Dolphins add their sixth new player of the week, signing cornerback Linden Stephens off Seattle’s practice squad. To make room, they waived cornerback Chris Lammons.
— Adam Beasley (@AdamHBeasley) December 7, 2019
In practice squad news, cornerback Rashard Causey was added to the group on December 12, per Safid Deen. Causey played college ball at UCF and has spent time with the Denver Broncos.
The #Dolphins have added former UCF and Davie University School DB Rashard Causey to their practice squad today.
— Safid Deen 💯💯💯💯 (@Safid_Deen) December 12, 2019
Dolphins Giants Week 15 Preview
Dolphins set to run it back in New York
Who: Dolphins (3-10) @ Giants (2-11)
When: Sunday December 15, 1:00 East
Where: MetLife Stadium — East Rutherford, NJ
Weather: 35 degrees, partly cloudy
Vegas Slant: Dolphins +3
The Miami Dolphins did not equip Brian Flores with a competitive roster for the 2019 season. Despite taking a path traveled by nobody else in the league, Miami sits with a better record than three teams in the league, and Sunday will pit the Fins up against one of those teams.
The Giants thought they were constructing a playoff roster that could run the football behind former number-two overall pick Saquon Barkley, and disrupt both the run and pass with an influx of high resources spent on the defensive line.
Even with half the cash payroll of the next lowest team on that notorious list, and 11 of its original opening day starters gone for one reason or another, Miami enter a week-15 road game as mere three-point dogs.
Still, with three or four new bodies working into the rotation every week, Brian Flores’ Dolphins have won three games since the bye week, and been within a score in the fourth quarter for all nine games.
Does either team want to win this game? Of course the players and coaches will want to be rewarded for a long, arduous work week, but what good does a victory do in the grand scheme of things? Flores has proven that he can coach his ass off, while Pat Shurmur is assured to lose his job whatever happens these final three weeks.
The cost, for the Giants, could be Chase Young. For Miami, perhaps even more severe as the best quarterback prospect of the last several years could suddenly be available because of medical concerns, should the team land in the top five.
A victory Sunday will likely remove Miami from that perch as the Lions and Cardinals are both underdogs, and would each jump the Dolphins with a one-game difference in the standings.
Mike Shula’s scheme is as 11-personnel heavy as any in the league, but things have changed due to injuries. Without Evan Ingram to provide the ultimate flexibility between 11 and 12-personnel packages, the Giants have lacked much variety in his absence. Using 81% one back, one tight end (3rdmost in football), Miami will be afforded the opportunity to get creative on defense altering its pre-snap look from the same package.

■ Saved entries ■
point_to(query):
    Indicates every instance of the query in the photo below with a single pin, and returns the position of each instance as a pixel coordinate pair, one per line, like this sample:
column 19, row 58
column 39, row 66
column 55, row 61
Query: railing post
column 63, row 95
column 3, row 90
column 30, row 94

■ Activity ■
Repeat the passage of the Dolphins–Giants preview from "A victory Sunday" to "the same package.", word for word. The records were drawn from a separate source.

■ Finished exercise ■
A victory Sunday will likely remove Miami from that perch as the Lions and Cardinals are both underdogs, and would each jump the Dolphins with a one-game difference in the standings.
Mike Shula’s scheme is as 11-personnel heavy as any in the league, but things have changed due to injuries. Without Evan Ingram to provide the ultimate flexibility between 11 and 12-personnel packages, the Giants have lacked much variety in his absence. Using 81% one back, one tight end (3rdmost in football), Miami will be afforded the opportunity to get creative on defense altering its pre-snap look from the same package.